● **EXCERPTED RECORDS**:
· · · · ·

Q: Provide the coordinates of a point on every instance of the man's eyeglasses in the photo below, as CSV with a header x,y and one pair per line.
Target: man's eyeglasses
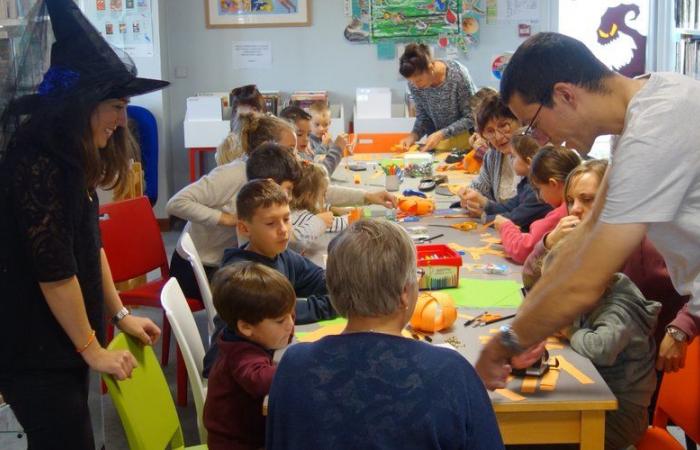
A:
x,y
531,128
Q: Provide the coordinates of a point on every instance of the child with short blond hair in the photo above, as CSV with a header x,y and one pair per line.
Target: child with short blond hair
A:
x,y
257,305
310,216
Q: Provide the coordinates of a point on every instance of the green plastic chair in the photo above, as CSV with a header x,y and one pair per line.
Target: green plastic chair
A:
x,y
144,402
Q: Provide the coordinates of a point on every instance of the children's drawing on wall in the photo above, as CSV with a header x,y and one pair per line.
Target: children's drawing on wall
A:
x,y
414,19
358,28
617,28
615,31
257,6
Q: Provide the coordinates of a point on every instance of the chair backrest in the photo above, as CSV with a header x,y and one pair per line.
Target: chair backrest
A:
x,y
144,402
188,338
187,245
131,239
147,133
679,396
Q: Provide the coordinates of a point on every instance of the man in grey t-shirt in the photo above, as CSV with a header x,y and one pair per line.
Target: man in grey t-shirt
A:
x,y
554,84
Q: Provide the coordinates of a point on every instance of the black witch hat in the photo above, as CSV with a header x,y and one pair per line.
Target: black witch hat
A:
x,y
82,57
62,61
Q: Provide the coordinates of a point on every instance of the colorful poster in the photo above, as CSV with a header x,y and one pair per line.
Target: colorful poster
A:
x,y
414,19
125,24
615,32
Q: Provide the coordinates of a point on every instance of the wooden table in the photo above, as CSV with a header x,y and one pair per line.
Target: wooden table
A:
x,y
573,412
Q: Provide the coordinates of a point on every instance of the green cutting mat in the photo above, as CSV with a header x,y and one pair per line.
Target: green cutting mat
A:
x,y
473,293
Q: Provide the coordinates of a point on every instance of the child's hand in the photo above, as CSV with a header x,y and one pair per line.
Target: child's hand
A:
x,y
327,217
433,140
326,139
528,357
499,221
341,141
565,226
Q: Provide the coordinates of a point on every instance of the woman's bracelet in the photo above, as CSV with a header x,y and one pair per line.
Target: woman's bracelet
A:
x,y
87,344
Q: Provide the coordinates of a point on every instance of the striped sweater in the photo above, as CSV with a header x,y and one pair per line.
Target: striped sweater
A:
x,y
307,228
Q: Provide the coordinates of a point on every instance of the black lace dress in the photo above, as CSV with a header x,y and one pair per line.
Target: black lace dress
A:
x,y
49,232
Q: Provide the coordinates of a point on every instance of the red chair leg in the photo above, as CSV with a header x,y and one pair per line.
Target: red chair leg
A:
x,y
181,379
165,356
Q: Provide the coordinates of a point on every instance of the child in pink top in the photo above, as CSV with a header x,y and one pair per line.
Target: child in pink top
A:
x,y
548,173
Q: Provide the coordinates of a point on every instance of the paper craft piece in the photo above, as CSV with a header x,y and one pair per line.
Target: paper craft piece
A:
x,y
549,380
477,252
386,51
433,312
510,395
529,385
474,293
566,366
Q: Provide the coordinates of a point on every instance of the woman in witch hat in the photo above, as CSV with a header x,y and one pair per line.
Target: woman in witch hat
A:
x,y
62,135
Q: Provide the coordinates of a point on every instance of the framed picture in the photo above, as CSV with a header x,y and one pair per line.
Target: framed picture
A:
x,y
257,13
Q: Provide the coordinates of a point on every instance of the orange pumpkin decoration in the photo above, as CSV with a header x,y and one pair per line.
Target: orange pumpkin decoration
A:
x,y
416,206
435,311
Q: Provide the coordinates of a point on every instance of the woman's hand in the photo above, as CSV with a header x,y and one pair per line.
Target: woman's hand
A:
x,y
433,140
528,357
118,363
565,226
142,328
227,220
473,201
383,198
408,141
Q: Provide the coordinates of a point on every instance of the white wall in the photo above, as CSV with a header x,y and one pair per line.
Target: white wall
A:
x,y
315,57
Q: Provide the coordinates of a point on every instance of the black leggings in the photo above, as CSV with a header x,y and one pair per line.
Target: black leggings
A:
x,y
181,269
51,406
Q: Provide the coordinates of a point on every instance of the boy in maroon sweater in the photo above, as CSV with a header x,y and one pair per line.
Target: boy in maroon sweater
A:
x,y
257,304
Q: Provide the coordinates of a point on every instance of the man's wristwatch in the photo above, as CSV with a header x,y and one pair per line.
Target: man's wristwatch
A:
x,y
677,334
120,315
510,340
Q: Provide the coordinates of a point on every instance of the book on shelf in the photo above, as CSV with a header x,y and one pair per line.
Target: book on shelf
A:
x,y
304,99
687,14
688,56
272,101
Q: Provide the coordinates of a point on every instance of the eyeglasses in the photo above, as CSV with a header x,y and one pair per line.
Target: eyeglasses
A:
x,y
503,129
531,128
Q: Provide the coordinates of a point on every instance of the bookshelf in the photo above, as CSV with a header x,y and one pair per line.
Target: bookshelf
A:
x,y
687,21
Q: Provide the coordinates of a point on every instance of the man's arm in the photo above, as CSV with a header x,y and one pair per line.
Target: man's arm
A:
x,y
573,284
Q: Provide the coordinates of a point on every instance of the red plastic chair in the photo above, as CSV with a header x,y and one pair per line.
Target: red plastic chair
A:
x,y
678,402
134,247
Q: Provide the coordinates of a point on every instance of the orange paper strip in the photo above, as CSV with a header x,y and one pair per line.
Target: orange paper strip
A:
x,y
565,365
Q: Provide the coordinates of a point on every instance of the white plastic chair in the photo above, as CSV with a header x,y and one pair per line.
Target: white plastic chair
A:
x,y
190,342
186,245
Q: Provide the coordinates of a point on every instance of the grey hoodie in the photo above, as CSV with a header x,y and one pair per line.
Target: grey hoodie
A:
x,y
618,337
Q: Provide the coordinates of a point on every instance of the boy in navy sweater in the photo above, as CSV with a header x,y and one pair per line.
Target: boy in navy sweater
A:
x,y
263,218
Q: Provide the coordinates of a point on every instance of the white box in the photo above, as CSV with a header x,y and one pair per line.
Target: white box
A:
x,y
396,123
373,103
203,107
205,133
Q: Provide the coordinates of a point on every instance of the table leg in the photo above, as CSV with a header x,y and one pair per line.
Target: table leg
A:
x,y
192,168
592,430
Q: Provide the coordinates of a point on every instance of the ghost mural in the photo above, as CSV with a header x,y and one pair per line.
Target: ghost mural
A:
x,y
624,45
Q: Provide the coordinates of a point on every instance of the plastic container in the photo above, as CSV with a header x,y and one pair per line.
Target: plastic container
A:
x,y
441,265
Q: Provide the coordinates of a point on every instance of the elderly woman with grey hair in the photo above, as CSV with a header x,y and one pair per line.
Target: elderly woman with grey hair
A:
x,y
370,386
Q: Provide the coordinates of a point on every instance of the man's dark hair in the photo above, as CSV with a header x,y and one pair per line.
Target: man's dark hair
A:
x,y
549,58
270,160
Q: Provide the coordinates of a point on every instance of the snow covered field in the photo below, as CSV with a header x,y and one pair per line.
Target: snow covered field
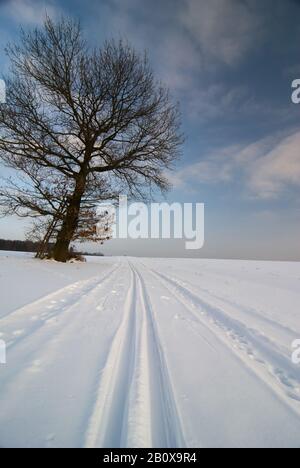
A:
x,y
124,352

· · · · ·

● **EXERCISE BRIEF**: The answer must consist solely of the number of lines in the listing that include the string "framed".

● **EXERCISE OUTPUT**: 2